Quote every entry word for word.

_Recorded data_
= = =

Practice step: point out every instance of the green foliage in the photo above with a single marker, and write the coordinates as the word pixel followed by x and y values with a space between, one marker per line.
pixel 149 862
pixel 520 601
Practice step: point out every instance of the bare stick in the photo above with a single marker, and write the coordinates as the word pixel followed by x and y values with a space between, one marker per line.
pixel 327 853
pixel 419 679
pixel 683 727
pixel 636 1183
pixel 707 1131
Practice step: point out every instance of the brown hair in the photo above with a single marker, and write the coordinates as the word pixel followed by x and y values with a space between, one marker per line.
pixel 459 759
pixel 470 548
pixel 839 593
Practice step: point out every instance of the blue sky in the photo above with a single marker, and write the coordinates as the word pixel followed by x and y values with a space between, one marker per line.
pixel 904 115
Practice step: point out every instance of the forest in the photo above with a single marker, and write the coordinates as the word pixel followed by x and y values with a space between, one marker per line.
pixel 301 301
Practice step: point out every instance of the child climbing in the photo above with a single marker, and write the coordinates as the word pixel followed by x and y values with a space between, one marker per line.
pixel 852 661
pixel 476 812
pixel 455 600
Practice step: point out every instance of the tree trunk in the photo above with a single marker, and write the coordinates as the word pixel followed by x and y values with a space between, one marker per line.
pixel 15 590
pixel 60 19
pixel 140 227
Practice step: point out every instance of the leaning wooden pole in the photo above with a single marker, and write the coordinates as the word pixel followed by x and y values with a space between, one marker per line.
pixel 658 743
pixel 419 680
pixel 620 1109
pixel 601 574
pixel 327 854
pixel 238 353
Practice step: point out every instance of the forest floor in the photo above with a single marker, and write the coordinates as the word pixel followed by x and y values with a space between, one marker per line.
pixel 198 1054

= = =

_Result_
Practice step: point out every instance of the green foliage in the photo above with a single marker, and write the coordinates as the word pixel followed by x and y values with a space between, one marker per line.
pixel 149 862
pixel 520 601
Practice step: point out every instance of the bare stick in the photo above with a single marker, and write the coordinates as the word pixel followed by x and y values with a space between, one marker per line.
pixel 327 853
pixel 419 679
pixel 683 727
pixel 636 1183
pixel 707 1131
Practice step: point out every instance of the brown hair in the photo above with a single marker, and write the coordinates as the word pixel followed by x and y values with a space between, one marker per line.
pixel 459 759
pixel 470 548
pixel 839 593
Practice step: point out every instance of the blue sky in the photo above with a single marker, and write the coordinates as the word pixel followed by x and y values with a space between, one marker per line.
pixel 904 115
Practice step: point out every instance of the forest in the photo above with a single marker, and write the coordinates as the word pixel followed by x and y values with a space between, one marker per line.
pixel 301 301
Practice step: point out every instance of the child climbing in the photo above with a single marker, and write the coordinates as the word pixel followed by x and y values with a space between, one marker per line.
pixel 852 661
pixel 476 812
pixel 455 600
Practice step: point out every instance of the tree trunk in the photo above with a single marker, and write the coordinates as the word pixel followed by x and y values with a space between, one marker per line.
pixel 15 590
pixel 60 19
pixel 140 227
Practice step: point out every instance of the leaning wooden pole in the photo above with a single marker, and write the coordinates as the word pixel followed by x and y values with a space between, one marker per line.
pixel 658 743
pixel 419 680
pixel 620 1109
pixel 601 574
pixel 327 854
pixel 238 353
Practice step: point out every instance of the forest floor in the photo above with a single marker, and write the coordinates as the word pixel followed by x and y values with a space between, one marker per line.
pixel 198 1054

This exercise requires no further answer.